Instructions for the task → Can you locate every line in the records below that contains the string "field" and copy each one? Case counts, so only matches with the same capitalization qualify.

Given entries →
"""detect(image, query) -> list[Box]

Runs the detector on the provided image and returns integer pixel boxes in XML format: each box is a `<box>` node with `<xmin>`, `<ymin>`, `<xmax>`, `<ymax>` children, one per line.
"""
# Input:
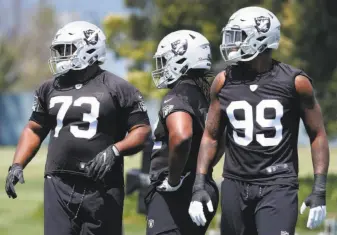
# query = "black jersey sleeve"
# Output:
<box><xmin>117</xmin><ymin>82</ymin><xmax>150</xmax><ymax>130</ymax></box>
<box><xmin>29</xmin><ymin>81</ymin><xmax>50</xmax><ymax>127</ymax></box>
<box><xmin>159</xmin><ymin>93</ymin><xmax>194</xmax><ymax>119</ymax></box>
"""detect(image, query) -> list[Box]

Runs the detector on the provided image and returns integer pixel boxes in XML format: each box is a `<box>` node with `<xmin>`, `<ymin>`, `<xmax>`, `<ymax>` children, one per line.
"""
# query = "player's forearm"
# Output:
<box><xmin>197</xmin><ymin>132</ymin><xmax>218</xmax><ymax>174</ymax></box>
<box><xmin>13</xmin><ymin>125</ymin><xmax>43</xmax><ymax>168</ymax></box>
<box><xmin>115</xmin><ymin>125</ymin><xmax>151</xmax><ymax>156</ymax></box>
<box><xmin>311</xmin><ymin>130</ymin><xmax>330</xmax><ymax>175</ymax></box>
<box><xmin>168</xmin><ymin>135</ymin><xmax>192</xmax><ymax>185</ymax></box>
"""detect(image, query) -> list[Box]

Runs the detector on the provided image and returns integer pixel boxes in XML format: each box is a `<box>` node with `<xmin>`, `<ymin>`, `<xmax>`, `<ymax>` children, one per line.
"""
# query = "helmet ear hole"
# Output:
<box><xmin>176</xmin><ymin>58</ymin><xmax>186</xmax><ymax>64</ymax></box>
<box><xmin>87</xmin><ymin>49</ymin><xmax>96</xmax><ymax>54</ymax></box>
<box><xmin>256</xmin><ymin>36</ymin><xmax>266</xmax><ymax>42</ymax></box>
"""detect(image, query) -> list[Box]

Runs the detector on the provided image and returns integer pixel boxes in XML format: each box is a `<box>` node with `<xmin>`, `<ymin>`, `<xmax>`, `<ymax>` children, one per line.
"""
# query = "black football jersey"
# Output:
<box><xmin>31</xmin><ymin>69</ymin><xmax>149</xmax><ymax>185</ymax></box>
<box><xmin>150</xmin><ymin>80</ymin><xmax>209</xmax><ymax>180</ymax></box>
<box><xmin>218</xmin><ymin>61</ymin><xmax>308</xmax><ymax>183</ymax></box>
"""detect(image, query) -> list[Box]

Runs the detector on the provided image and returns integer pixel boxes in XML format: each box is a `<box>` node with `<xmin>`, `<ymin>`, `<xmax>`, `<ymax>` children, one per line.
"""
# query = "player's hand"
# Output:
<box><xmin>300</xmin><ymin>176</ymin><xmax>326</xmax><ymax>229</ymax></box>
<box><xmin>85</xmin><ymin>146</ymin><xmax>119</xmax><ymax>180</ymax></box>
<box><xmin>157</xmin><ymin>172</ymin><xmax>190</xmax><ymax>192</ymax></box>
<box><xmin>5</xmin><ymin>163</ymin><xmax>25</xmax><ymax>199</ymax></box>
<box><xmin>188</xmin><ymin>174</ymin><xmax>214</xmax><ymax>226</ymax></box>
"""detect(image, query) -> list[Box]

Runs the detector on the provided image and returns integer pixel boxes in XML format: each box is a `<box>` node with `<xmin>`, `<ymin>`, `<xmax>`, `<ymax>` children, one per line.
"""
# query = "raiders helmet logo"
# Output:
<box><xmin>171</xmin><ymin>39</ymin><xmax>188</xmax><ymax>55</ymax></box>
<box><xmin>255</xmin><ymin>16</ymin><xmax>270</xmax><ymax>33</ymax></box>
<box><xmin>83</xmin><ymin>29</ymin><xmax>98</xmax><ymax>45</ymax></box>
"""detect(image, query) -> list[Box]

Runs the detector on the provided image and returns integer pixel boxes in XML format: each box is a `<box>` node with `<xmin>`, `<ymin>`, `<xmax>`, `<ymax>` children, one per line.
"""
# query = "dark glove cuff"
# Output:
<box><xmin>193</xmin><ymin>174</ymin><xmax>207</xmax><ymax>191</ymax></box>
<box><xmin>312</xmin><ymin>174</ymin><xmax>327</xmax><ymax>193</ymax></box>
<box><xmin>8</xmin><ymin>163</ymin><xmax>22</xmax><ymax>171</ymax></box>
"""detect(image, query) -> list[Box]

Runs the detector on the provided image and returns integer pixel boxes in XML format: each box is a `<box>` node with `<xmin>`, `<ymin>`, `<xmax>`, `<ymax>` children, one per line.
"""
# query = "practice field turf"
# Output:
<box><xmin>0</xmin><ymin>147</ymin><xmax>337</xmax><ymax>235</ymax></box>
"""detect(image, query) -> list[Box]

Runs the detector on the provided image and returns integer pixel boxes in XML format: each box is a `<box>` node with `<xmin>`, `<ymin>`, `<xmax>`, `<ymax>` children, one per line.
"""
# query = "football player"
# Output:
<box><xmin>6</xmin><ymin>21</ymin><xmax>151</xmax><ymax>235</ymax></box>
<box><xmin>189</xmin><ymin>7</ymin><xmax>329</xmax><ymax>235</ymax></box>
<box><xmin>145</xmin><ymin>30</ymin><xmax>223</xmax><ymax>235</ymax></box>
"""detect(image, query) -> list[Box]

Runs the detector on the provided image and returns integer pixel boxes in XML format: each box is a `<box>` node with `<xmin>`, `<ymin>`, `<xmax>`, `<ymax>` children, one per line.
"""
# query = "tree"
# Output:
<box><xmin>103</xmin><ymin>0</ymin><xmax>337</xmax><ymax>136</ymax></box>
<box><xmin>0</xmin><ymin>0</ymin><xmax>78</xmax><ymax>91</ymax></box>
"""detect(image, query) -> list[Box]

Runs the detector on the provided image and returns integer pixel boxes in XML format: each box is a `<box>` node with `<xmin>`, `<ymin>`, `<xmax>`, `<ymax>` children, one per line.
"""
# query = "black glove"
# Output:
<box><xmin>300</xmin><ymin>175</ymin><xmax>326</xmax><ymax>229</ymax></box>
<box><xmin>5</xmin><ymin>163</ymin><xmax>25</xmax><ymax>199</ymax></box>
<box><xmin>304</xmin><ymin>175</ymin><xmax>326</xmax><ymax>208</ymax></box>
<box><xmin>85</xmin><ymin>146</ymin><xmax>119</xmax><ymax>180</ymax></box>
<box><xmin>188</xmin><ymin>174</ymin><xmax>214</xmax><ymax>226</ymax></box>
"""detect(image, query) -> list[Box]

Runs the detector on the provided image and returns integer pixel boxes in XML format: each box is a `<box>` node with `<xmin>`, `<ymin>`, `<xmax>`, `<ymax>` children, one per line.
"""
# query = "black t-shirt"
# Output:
<box><xmin>31</xmin><ymin>70</ymin><xmax>149</xmax><ymax>186</ymax></box>
<box><xmin>150</xmin><ymin>80</ymin><xmax>209</xmax><ymax>180</ymax></box>
<box><xmin>219</xmin><ymin>61</ymin><xmax>310</xmax><ymax>184</ymax></box>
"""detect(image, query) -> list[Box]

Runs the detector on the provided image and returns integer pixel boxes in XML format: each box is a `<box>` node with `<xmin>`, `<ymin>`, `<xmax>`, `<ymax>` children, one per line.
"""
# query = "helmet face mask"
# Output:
<box><xmin>152</xmin><ymin>30</ymin><xmax>211</xmax><ymax>89</ymax></box>
<box><xmin>49</xmin><ymin>21</ymin><xmax>106</xmax><ymax>76</ymax></box>
<box><xmin>220</xmin><ymin>7</ymin><xmax>280</xmax><ymax>65</ymax></box>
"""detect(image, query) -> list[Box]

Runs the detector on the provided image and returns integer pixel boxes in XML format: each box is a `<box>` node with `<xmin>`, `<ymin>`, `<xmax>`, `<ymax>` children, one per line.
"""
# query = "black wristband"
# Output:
<box><xmin>193</xmin><ymin>174</ymin><xmax>207</xmax><ymax>191</ymax></box>
<box><xmin>312</xmin><ymin>174</ymin><xmax>327</xmax><ymax>193</ymax></box>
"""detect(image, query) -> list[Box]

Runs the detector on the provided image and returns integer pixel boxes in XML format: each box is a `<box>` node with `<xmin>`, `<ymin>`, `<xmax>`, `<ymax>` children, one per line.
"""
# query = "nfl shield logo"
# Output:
<box><xmin>147</xmin><ymin>219</ymin><xmax>154</xmax><ymax>228</ymax></box>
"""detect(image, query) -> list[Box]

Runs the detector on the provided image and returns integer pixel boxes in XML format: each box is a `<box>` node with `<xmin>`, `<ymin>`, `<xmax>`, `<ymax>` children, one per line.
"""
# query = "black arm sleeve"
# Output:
<box><xmin>29</xmin><ymin>84</ymin><xmax>50</xmax><ymax>131</ymax></box>
<box><xmin>119</xmin><ymin>83</ymin><xmax>150</xmax><ymax>130</ymax></box>
<box><xmin>159</xmin><ymin>93</ymin><xmax>195</xmax><ymax>120</ymax></box>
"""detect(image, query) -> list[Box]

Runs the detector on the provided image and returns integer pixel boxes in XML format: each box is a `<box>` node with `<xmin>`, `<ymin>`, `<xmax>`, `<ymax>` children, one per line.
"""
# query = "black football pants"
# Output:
<box><xmin>44</xmin><ymin>175</ymin><xmax>124</xmax><ymax>235</ymax></box>
<box><xmin>221</xmin><ymin>179</ymin><xmax>298</xmax><ymax>235</ymax></box>
<box><xmin>145</xmin><ymin>175</ymin><xmax>219</xmax><ymax>235</ymax></box>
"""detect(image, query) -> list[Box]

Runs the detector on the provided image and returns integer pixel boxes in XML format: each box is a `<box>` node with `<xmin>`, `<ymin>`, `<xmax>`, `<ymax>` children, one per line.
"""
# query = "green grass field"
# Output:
<box><xmin>0</xmin><ymin>147</ymin><xmax>337</xmax><ymax>235</ymax></box>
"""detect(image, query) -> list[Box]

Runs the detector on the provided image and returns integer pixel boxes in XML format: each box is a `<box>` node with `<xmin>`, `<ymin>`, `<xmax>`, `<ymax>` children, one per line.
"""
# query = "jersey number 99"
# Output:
<box><xmin>226</xmin><ymin>100</ymin><xmax>283</xmax><ymax>147</ymax></box>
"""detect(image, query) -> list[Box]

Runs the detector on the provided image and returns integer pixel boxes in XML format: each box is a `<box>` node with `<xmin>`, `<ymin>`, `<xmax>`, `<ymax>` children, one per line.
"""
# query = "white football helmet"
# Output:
<box><xmin>49</xmin><ymin>21</ymin><xmax>106</xmax><ymax>76</ymax></box>
<box><xmin>220</xmin><ymin>7</ymin><xmax>281</xmax><ymax>64</ymax></box>
<box><xmin>152</xmin><ymin>30</ymin><xmax>211</xmax><ymax>89</ymax></box>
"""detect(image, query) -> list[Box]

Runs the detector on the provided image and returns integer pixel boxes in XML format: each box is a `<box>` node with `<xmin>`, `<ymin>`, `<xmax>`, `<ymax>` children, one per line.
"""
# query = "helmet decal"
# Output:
<box><xmin>171</xmin><ymin>39</ymin><xmax>188</xmax><ymax>56</ymax></box>
<box><xmin>255</xmin><ymin>16</ymin><xmax>270</xmax><ymax>33</ymax></box>
<box><xmin>83</xmin><ymin>29</ymin><xmax>98</xmax><ymax>45</ymax></box>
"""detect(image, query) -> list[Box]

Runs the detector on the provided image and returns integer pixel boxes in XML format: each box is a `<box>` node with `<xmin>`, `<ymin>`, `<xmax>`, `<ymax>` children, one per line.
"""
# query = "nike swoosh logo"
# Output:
<box><xmin>164</xmin><ymin>98</ymin><xmax>173</xmax><ymax>104</ymax></box>
<box><xmin>103</xmin><ymin>153</ymin><xmax>106</xmax><ymax>163</ymax></box>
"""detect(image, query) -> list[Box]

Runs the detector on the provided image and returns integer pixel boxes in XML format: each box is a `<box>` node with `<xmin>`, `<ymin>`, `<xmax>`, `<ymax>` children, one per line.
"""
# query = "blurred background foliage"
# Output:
<box><xmin>103</xmin><ymin>0</ymin><xmax>337</xmax><ymax>136</ymax></box>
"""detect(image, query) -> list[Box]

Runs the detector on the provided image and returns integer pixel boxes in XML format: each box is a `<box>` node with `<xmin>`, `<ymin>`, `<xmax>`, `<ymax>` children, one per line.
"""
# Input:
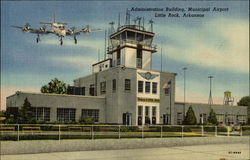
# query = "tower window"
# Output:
<box><xmin>145</xmin><ymin>82</ymin><xmax>150</xmax><ymax>93</ymax></box>
<box><xmin>138</xmin><ymin>106</ymin><xmax>142</xmax><ymax>116</ymax></box>
<box><xmin>100</xmin><ymin>82</ymin><xmax>106</xmax><ymax>94</ymax></box>
<box><xmin>138</xmin><ymin>81</ymin><xmax>143</xmax><ymax>93</ymax></box>
<box><xmin>125</xmin><ymin>79</ymin><xmax>131</xmax><ymax>91</ymax></box>
<box><xmin>89</xmin><ymin>84</ymin><xmax>95</xmax><ymax>96</ymax></box>
<box><xmin>152</xmin><ymin>106</ymin><xmax>156</xmax><ymax>117</ymax></box>
<box><xmin>112</xmin><ymin>79</ymin><xmax>116</xmax><ymax>91</ymax></box>
<box><xmin>152</xmin><ymin>82</ymin><xmax>157</xmax><ymax>94</ymax></box>
<box><xmin>117</xmin><ymin>49</ymin><xmax>121</xmax><ymax>65</ymax></box>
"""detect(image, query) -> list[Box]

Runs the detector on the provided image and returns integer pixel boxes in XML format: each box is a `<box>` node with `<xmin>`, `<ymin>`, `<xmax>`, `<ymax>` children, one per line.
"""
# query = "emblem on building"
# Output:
<box><xmin>138</xmin><ymin>72</ymin><xmax>159</xmax><ymax>80</ymax></box>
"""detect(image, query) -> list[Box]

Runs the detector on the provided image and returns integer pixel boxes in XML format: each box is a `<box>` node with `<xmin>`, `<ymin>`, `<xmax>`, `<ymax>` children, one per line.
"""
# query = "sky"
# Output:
<box><xmin>1</xmin><ymin>1</ymin><xmax>249</xmax><ymax>109</ymax></box>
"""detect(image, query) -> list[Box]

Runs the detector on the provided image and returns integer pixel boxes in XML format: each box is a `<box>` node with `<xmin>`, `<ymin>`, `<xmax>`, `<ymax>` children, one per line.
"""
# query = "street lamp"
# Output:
<box><xmin>208</xmin><ymin>76</ymin><xmax>214</xmax><ymax>109</ymax></box>
<box><xmin>182</xmin><ymin>67</ymin><xmax>187</xmax><ymax>120</ymax></box>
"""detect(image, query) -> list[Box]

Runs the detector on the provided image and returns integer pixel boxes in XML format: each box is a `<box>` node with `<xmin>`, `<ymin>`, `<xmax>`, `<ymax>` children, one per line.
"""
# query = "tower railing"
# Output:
<box><xmin>108</xmin><ymin>39</ymin><xmax>157</xmax><ymax>51</ymax></box>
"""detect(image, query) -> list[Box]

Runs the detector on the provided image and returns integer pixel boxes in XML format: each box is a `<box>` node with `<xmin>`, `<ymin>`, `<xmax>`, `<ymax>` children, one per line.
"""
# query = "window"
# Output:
<box><xmin>152</xmin><ymin>107</ymin><xmax>156</xmax><ymax>117</ymax></box>
<box><xmin>136</xmin><ymin>45</ymin><xmax>142</xmax><ymax>68</ymax></box>
<box><xmin>145</xmin><ymin>106</ymin><xmax>151</xmax><ymax>124</ymax></box>
<box><xmin>237</xmin><ymin>115</ymin><xmax>247</xmax><ymax>124</ymax></box>
<box><xmin>226</xmin><ymin>115</ymin><xmax>235</xmax><ymax>125</ymax></box>
<box><xmin>145</xmin><ymin>106</ymin><xmax>149</xmax><ymax>116</ymax></box>
<box><xmin>82</xmin><ymin>109</ymin><xmax>99</xmax><ymax>122</ymax></box>
<box><xmin>216</xmin><ymin>114</ymin><xmax>224</xmax><ymax>124</ymax></box>
<box><xmin>89</xmin><ymin>84</ymin><xmax>95</xmax><ymax>96</ymax></box>
<box><xmin>138</xmin><ymin>106</ymin><xmax>142</xmax><ymax>116</ymax></box>
<box><xmin>31</xmin><ymin>107</ymin><xmax>50</xmax><ymax>121</ymax></box>
<box><xmin>138</xmin><ymin>81</ymin><xmax>143</xmax><ymax>93</ymax></box>
<box><xmin>152</xmin><ymin>82</ymin><xmax>157</xmax><ymax>94</ymax></box>
<box><xmin>145</xmin><ymin>82</ymin><xmax>150</xmax><ymax>93</ymax></box>
<box><xmin>177</xmin><ymin>112</ymin><xmax>183</xmax><ymax>124</ymax></box>
<box><xmin>57</xmin><ymin>108</ymin><xmax>76</xmax><ymax>122</ymax></box>
<box><xmin>112</xmin><ymin>79</ymin><xmax>116</xmax><ymax>91</ymax></box>
<box><xmin>100</xmin><ymin>82</ymin><xmax>106</xmax><ymax>94</ymax></box>
<box><xmin>117</xmin><ymin>49</ymin><xmax>121</xmax><ymax>65</ymax></box>
<box><xmin>164</xmin><ymin>88</ymin><xmax>170</xmax><ymax>96</ymax></box>
<box><xmin>125</xmin><ymin>79</ymin><xmax>131</xmax><ymax>91</ymax></box>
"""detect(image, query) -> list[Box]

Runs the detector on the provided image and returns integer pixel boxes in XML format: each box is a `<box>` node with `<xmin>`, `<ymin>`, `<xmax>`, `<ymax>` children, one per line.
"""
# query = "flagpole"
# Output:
<box><xmin>169</xmin><ymin>81</ymin><xmax>172</xmax><ymax>125</ymax></box>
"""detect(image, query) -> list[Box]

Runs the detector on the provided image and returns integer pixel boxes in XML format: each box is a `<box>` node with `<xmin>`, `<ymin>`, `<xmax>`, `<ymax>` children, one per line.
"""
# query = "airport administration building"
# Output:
<box><xmin>6</xmin><ymin>25</ymin><xmax>247</xmax><ymax>125</ymax></box>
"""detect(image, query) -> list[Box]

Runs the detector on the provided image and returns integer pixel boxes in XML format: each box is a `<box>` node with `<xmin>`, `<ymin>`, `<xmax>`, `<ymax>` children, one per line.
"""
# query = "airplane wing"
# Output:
<box><xmin>11</xmin><ymin>23</ymin><xmax>53</xmax><ymax>34</ymax></box>
<box><xmin>81</xmin><ymin>25</ymin><xmax>102</xmax><ymax>33</ymax></box>
<box><xmin>29</xmin><ymin>27</ymin><xmax>54</xmax><ymax>34</ymax></box>
<box><xmin>11</xmin><ymin>26</ymin><xmax>23</xmax><ymax>29</ymax></box>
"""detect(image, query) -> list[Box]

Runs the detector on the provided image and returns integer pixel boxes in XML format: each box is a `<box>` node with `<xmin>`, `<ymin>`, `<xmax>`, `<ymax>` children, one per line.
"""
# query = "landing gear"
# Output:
<box><xmin>74</xmin><ymin>36</ymin><xmax>77</xmax><ymax>44</ymax></box>
<box><xmin>36</xmin><ymin>34</ymin><xmax>41</xmax><ymax>43</ymax></box>
<box><xmin>60</xmin><ymin>37</ymin><xmax>63</xmax><ymax>46</ymax></box>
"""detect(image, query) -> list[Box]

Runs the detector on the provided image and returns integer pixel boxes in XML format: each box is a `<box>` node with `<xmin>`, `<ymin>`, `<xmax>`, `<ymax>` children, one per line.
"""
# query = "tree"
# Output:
<box><xmin>41</xmin><ymin>78</ymin><xmax>67</xmax><ymax>94</ymax></box>
<box><xmin>207</xmin><ymin>109</ymin><xmax>218</xmax><ymax>124</ymax></box>
<box><xmin>18</xmin><ymin>98</ymin><xmax>36</xmax><ymax>124</ymax></box>
<box><xmin>183</xmin><ymin>106</ymin><xmax>196</xmax><ymax>125</ymax></box>
<box><xmin>237</xmin><ymin>96</ymin><xmax>250</xmax><ymax>124</ymax></box>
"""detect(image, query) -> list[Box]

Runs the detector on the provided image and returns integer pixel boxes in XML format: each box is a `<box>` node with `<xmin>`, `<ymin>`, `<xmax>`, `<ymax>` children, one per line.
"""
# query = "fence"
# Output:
<box><xmin>0</xmin><ymin>124</ymin><xmax>250</xmax><ymax>141</ymax></box>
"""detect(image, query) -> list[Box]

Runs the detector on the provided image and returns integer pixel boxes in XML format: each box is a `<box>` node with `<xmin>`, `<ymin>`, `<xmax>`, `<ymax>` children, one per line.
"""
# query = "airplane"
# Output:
<box><xmin>12</xmin><ymin>16</ymin><xmax>101</xmax><ymax>45</ymax></box>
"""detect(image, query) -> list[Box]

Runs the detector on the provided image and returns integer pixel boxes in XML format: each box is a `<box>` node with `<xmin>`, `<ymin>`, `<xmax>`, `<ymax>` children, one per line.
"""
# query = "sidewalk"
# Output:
<box><xmin>1</xmin><ymin>144</ymin><xmax>250</xmax><ymax>160</ymax></box>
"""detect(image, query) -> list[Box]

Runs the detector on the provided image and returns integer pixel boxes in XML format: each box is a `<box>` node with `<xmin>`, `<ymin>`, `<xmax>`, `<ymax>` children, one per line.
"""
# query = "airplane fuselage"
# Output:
<box><xmin>51</xmin><ymin>23</ymin><xmax>66</xmax><ymax>37</ymax></box>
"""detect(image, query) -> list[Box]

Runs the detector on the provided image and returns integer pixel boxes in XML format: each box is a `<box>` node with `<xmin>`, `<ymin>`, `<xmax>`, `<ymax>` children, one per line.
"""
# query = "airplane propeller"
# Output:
<box><xmin>22</xmin><ymin>23</ymin><xmax>30</xmax><ymax>31</ymax></box>
<box><xmin>82</xmin><ymin>25</ymin><xmax>101</xmax><ymax>33</ymax></box>
<box><xmin>39</xmin><ymin>25</ymin><xmax>47</xmax><ymax>32</ymax></box>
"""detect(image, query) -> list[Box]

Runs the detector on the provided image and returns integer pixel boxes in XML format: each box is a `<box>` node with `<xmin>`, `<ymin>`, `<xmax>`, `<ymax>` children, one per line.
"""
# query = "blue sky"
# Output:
<box><xmin>1</xmin><ymin>1</ymin><xmax>249</xmax><ymax>108</ymax></box>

Result for this task →
# query = "practice field turf"
# query = "green grass field"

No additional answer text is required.